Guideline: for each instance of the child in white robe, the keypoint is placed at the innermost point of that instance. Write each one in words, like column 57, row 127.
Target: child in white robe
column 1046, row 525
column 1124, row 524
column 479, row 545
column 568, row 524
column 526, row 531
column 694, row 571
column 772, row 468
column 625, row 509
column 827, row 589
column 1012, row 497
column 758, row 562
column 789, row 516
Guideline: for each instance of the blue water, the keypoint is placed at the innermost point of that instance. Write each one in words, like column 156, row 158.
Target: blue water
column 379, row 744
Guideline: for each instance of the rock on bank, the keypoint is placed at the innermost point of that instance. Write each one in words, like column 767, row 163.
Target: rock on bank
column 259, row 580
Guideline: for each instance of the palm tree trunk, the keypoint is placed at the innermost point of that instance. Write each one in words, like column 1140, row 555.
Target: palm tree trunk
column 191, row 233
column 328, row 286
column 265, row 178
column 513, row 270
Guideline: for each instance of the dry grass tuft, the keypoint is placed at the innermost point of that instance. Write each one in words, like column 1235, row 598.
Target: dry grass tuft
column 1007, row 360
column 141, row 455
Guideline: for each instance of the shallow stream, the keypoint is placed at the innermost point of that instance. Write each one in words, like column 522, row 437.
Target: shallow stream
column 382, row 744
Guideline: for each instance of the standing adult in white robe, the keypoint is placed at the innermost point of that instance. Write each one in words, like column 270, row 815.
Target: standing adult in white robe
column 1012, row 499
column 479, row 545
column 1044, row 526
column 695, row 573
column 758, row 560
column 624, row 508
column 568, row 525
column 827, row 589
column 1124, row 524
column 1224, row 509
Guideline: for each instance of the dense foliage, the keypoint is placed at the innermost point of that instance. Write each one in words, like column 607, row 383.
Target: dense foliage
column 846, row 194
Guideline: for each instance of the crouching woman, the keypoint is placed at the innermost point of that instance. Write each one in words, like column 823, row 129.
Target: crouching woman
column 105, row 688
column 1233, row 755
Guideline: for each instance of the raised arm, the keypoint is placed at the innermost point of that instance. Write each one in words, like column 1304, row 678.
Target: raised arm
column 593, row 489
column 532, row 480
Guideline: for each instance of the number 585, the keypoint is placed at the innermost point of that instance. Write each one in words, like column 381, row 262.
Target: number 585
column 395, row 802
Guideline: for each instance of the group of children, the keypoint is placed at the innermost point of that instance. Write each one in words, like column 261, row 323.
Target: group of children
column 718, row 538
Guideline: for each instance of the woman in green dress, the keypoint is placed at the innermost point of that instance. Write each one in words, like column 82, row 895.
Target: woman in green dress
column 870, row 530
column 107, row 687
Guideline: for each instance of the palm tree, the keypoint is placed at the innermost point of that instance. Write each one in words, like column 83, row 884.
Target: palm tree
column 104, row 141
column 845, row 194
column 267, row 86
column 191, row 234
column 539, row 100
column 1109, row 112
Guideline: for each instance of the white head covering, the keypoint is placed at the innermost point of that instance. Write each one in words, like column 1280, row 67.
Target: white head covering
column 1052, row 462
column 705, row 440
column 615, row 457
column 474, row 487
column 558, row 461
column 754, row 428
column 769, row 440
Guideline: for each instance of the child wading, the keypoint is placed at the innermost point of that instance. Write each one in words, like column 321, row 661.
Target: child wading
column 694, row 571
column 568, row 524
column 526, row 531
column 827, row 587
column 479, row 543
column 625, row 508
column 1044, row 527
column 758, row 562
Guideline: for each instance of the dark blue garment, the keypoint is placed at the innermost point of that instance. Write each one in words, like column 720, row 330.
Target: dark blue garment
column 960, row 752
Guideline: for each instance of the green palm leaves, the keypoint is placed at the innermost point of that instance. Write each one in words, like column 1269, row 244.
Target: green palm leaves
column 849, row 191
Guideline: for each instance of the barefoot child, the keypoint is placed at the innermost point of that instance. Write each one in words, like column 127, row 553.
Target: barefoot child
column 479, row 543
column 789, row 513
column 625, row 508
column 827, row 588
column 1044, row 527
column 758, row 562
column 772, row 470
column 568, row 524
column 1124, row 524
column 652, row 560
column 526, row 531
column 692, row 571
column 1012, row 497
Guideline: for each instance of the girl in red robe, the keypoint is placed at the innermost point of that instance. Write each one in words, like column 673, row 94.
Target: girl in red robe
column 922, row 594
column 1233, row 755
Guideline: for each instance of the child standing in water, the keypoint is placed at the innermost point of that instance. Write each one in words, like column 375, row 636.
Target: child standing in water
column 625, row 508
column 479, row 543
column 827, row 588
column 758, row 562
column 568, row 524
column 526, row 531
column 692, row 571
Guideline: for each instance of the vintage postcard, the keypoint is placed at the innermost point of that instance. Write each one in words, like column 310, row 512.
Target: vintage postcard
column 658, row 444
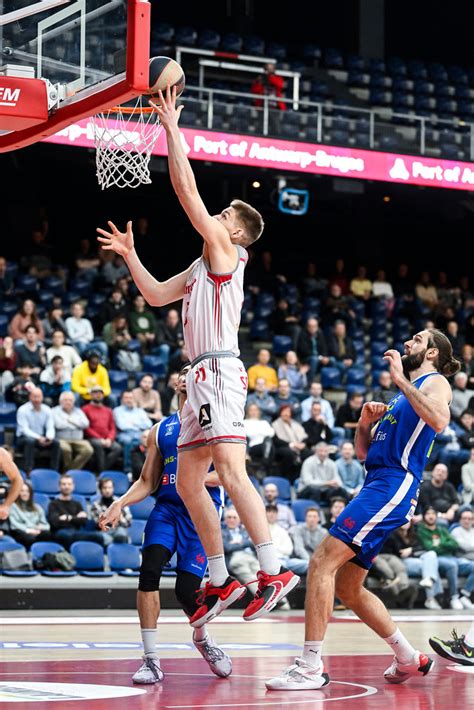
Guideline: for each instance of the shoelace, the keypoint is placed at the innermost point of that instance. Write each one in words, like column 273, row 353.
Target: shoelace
column 150, row 663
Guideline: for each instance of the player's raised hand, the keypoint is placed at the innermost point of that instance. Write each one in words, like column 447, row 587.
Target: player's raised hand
column 119, row 242
column 110, row 518
column 372, row 412
column 166, row 108
column 394, row 360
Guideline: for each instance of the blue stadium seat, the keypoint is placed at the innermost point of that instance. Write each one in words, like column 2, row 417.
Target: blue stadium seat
column 90, row 559
column 45, row 480
column 136, row 530
column 120, row 481
column 281, row 344
column 143, row 509
column 118, row 379
column 331, row 378
column 85, row 482
column 283, row 485
column 124, row 559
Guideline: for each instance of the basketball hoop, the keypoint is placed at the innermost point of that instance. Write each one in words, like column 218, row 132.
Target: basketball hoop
column 124, row 137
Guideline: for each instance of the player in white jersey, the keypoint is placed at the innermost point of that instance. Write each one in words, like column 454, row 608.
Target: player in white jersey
column 212, row 419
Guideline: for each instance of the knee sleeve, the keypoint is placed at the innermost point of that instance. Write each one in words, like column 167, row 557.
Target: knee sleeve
column 154, row 558
column 187, row 585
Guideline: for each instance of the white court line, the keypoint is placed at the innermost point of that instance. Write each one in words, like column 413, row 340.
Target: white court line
column 113, row 620
column 317, row 695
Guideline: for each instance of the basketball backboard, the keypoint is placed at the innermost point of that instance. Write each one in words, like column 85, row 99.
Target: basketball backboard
column 93, row 54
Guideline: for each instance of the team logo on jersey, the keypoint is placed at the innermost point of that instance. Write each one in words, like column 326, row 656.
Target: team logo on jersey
column 205, row 415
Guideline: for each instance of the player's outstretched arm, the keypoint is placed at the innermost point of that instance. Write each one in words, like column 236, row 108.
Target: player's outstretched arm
column 430, row 403
column 182, row 177
column 371, row 413
column 143, row 487
column 156, row 293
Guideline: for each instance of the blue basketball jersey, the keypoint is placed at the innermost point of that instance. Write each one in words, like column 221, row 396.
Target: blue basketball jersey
column 167, row 433
column 402, row 440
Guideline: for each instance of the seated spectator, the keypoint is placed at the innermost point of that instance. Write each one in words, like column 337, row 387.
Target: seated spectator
column 360, row 286
column 464, row 534
column 264, row 401
column 386, row 389
column 307, row 537
column 53, row 321
column 117, row 534
column 67, row 517
column 114, row 307
column 259, row 435
column 341, row 347
column 143, row 323
column 336, row 507
column 169, row 397
column 11, row 482
column 81, row 333
column 439, row 494
column 286, row 517
column 348, row 414
column 116, row 335
column 319, row 478
column 290, row 443
column 437, row 538
column 55, row 379
column 26, row 316
column 404, row 543
column 130, row 421
column 31, row 351
column 19, row 390
column 294, row 372
column 138, row 455
column 169, row 335
column 284, row 396
column 467, row 477
column 350, row 470
column 455, row 338
column 148, row 398
column 28, row 522
column 35, row 431
column 264, row 370
column 316, row 395
column 461, row 395
column 7, row 362
column 70, row 423
column 282, row 320
column 317, row 427
column 101, row 431
column 69, row 354
column 311, row 347
column 426, row 291
column 89, row 374
column 239, row 551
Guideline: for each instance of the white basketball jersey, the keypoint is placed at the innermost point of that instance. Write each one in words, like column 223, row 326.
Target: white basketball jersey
column 212, row 306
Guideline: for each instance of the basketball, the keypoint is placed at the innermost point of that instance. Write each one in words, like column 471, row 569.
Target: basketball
column 164, row 71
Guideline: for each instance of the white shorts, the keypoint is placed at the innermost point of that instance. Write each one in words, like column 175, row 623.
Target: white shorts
column 214, row 409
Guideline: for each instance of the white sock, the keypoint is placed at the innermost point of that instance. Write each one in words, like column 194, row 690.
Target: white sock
column 312, row 653
column 217, row 569
column 402, row 648
column 267, row 558
column 200, row 634
column 469, row 637
column 149, row 641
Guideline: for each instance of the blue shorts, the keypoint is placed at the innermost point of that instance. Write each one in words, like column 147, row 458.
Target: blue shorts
column 171, row 526
column 386, row 501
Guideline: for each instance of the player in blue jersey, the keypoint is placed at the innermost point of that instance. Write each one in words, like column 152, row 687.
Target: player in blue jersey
column 395, row 441
column 169, row 530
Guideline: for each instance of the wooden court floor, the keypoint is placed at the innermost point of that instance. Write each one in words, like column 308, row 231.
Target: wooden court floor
column 59, row 659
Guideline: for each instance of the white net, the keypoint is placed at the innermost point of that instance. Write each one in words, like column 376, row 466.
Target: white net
column 124, row 138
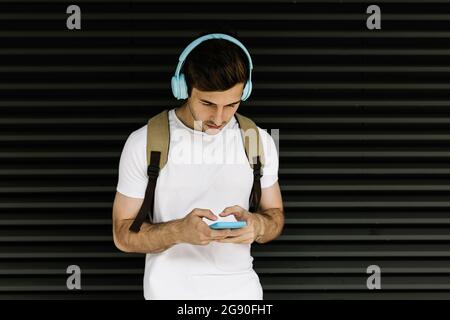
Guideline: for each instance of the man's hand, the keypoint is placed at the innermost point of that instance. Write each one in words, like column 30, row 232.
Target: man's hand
column 249, row 233
column 195, row 231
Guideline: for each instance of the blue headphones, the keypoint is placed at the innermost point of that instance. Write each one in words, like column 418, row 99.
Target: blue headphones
column 179, row 86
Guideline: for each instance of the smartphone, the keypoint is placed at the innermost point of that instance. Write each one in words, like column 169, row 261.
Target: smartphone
column 228, row 225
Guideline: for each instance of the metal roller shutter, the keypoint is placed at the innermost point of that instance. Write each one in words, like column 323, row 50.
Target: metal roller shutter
column 364, row 119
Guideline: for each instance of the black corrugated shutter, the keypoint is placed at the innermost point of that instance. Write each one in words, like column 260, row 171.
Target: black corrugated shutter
column 364, row 125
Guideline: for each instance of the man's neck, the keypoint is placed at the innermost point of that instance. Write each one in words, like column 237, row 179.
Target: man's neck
column 184, row 114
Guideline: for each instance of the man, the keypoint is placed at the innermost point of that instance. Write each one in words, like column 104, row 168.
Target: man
column 185, row 259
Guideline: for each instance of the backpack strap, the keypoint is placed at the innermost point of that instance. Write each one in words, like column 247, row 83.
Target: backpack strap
column 158, row 137
column 255, row 154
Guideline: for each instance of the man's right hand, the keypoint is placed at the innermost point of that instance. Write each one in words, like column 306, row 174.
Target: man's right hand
column 195, row 231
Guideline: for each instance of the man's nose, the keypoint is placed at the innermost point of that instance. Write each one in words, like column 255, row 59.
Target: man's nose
column 218, row 117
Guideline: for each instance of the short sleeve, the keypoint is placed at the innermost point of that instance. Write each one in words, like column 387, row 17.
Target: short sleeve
column 270, row 170
column 133, row 179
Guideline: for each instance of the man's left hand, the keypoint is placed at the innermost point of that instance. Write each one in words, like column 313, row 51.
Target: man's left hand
column 247, row 234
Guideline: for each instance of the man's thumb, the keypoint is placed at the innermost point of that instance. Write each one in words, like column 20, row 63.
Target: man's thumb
column 209, row 214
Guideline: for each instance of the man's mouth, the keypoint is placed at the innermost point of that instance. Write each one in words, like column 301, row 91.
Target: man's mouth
column 213, row 126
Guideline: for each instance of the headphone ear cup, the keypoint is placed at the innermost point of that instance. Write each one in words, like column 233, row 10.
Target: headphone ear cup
column 182, row 86
column 175, row 87
column 247, row 90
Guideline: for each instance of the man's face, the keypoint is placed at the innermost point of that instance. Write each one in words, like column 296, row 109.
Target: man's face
column 215, row 108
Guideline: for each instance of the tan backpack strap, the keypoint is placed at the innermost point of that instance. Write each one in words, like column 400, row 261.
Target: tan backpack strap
column 251, row 139
column 158, row 137
column 255, row 154
column 157, row 153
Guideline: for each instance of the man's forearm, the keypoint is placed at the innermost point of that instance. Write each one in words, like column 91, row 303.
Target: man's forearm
column 152, row 238
column 271, row 222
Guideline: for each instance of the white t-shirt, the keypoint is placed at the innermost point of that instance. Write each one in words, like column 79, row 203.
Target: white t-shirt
column 203, row 171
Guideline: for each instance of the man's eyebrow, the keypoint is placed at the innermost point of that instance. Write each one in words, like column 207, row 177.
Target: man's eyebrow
column 203, row 100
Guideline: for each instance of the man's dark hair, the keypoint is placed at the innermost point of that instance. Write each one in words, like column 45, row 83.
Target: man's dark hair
column 216, row 65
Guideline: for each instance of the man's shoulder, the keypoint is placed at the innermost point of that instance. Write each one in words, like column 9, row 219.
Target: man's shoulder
column 138, row 137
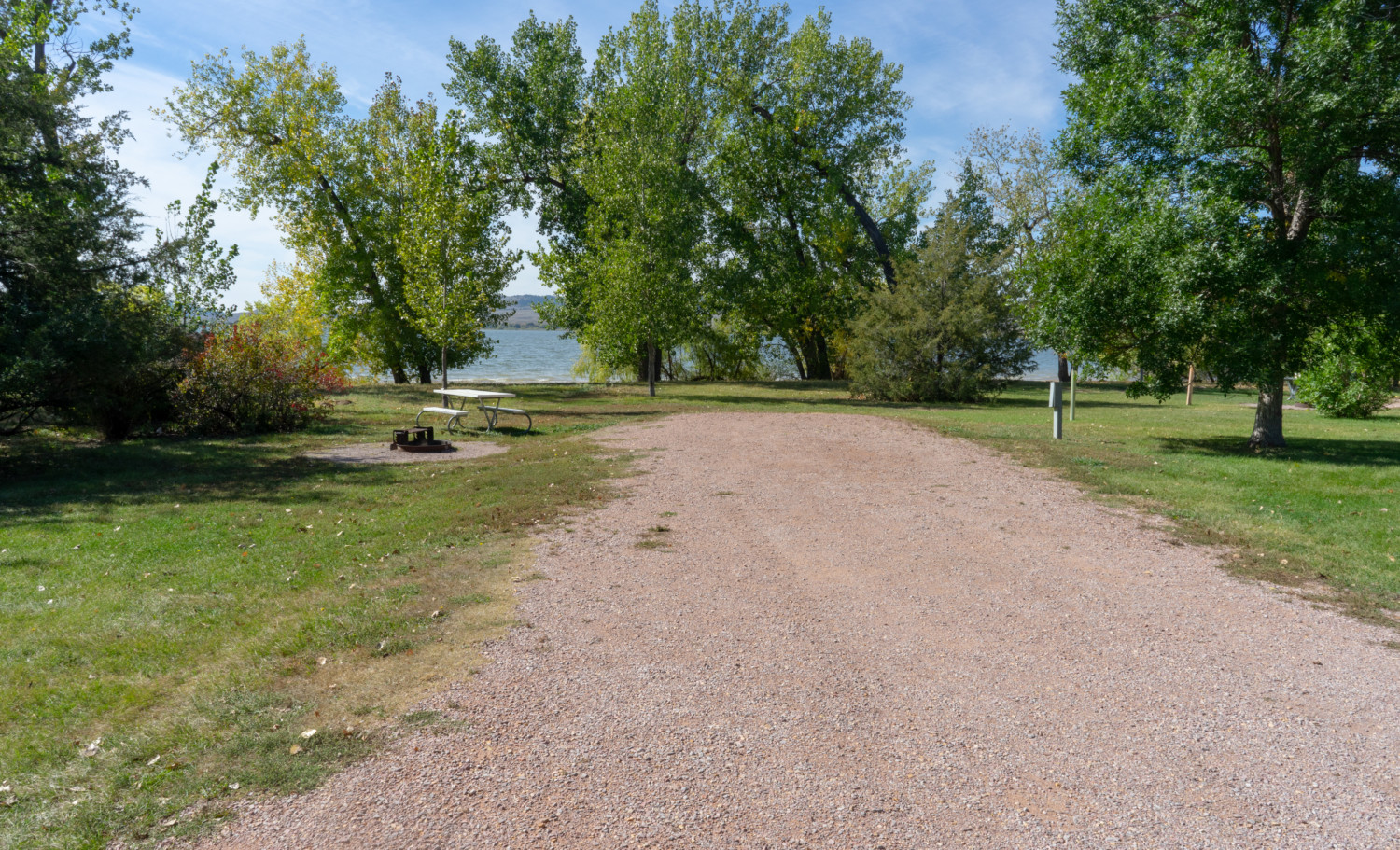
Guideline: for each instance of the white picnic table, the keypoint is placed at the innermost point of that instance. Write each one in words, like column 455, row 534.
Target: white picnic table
column 482, row 397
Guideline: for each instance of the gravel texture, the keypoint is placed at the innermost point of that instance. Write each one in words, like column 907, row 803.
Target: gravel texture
column 861, row 634
column 380, row 453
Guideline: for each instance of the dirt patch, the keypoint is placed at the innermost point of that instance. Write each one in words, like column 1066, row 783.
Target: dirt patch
column 881, row 637
column 380, row 453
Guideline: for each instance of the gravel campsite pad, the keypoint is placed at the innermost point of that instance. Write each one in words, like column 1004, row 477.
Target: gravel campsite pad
column 380, row 453
column 846, row 632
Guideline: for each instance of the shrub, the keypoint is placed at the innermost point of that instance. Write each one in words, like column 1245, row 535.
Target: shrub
column 246, row 381
column 1351, row 369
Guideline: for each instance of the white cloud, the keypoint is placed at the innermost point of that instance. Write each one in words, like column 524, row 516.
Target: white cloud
column 154, row 156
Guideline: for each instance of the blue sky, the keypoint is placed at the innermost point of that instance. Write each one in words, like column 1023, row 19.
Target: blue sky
column 966, row 64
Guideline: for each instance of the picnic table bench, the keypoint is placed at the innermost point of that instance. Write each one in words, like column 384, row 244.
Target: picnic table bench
column 482, row 397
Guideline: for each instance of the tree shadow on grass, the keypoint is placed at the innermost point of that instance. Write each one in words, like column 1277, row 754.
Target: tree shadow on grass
column 1299, row 450
column 42, row 477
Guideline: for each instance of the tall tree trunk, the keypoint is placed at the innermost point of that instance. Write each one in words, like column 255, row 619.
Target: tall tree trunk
column 817, row 357
column 795, row 350
column 1268, row 414
column 651, row 367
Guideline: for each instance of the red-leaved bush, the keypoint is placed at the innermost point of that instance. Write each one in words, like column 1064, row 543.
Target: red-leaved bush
column 246, row 381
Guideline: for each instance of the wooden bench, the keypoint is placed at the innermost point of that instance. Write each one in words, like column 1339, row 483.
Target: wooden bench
column 481, row 397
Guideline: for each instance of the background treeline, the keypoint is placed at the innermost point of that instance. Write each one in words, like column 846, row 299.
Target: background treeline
column 714, row 185
column 721, row 182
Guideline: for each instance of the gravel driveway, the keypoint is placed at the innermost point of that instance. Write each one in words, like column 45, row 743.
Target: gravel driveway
column 861, row 634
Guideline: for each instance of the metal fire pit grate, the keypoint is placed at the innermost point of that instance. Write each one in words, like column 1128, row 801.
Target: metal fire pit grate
column 417, row 440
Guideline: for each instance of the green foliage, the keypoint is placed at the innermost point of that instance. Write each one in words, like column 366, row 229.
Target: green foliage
column 453, row 245
column 189, row 266
column 948, row 332
column 647, row 226
column 820, row 203
column 290, row 307
column 338, row 185
column 1351, row 369
column 246, row 381
column 66, row 229
column 761, row 184
column 1254, row 146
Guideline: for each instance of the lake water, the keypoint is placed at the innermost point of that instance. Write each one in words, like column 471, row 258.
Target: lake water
column 543, row 357
column 524, row 357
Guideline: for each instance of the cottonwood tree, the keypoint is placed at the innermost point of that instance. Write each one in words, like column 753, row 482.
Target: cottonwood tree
column 192, row 269
column 1242, row 165
column 453, row 244
column 76, row 325
column 649, row 137
column 336, row 184
column 811, row 170
column 949, row 330
column 800, row 182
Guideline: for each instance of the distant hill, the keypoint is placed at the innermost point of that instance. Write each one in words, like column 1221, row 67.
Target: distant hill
column 525, row 315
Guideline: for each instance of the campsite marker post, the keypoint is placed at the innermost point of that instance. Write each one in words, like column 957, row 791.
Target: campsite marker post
column 1057, row 405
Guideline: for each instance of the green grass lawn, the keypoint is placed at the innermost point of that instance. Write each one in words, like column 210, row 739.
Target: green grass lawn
column 199, row 604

....

**PROBLEM**
Since the pictures are not part of the copy, please transcribe only the lines above from the one with "Guideline: for each instance of the man's eyebrow, the" through the one with "Guideline: for each instance of the white picnic", exactly and with both ends.

**ANSWER TO THIS PROBLEM**
Guideline: for each instance of the man's eyebrow, the keypoint is placed at the innermost point of that instance. Write each one in words, like column 207, row 177.
Target: man's eyebrow
column 203, row 100
Guideline: for each instance of the man's dark hair, the keypoint is placed at the innermost point of that instance. Write each one in words, like column 45, row 83.
Target: man's dark hair
column 216, row 65
Guideline: for each instance of the man's shoulder, the keypoint is placed at the innermost point of that instance. Write each one in words, like column 9, row 219.
Target: man's shoulder
column 138, row 137
Guideline: for each instance of the white picnic table, the keypoint is placed at the innermost point of that instance. Write each one in words, like column 455, row 534.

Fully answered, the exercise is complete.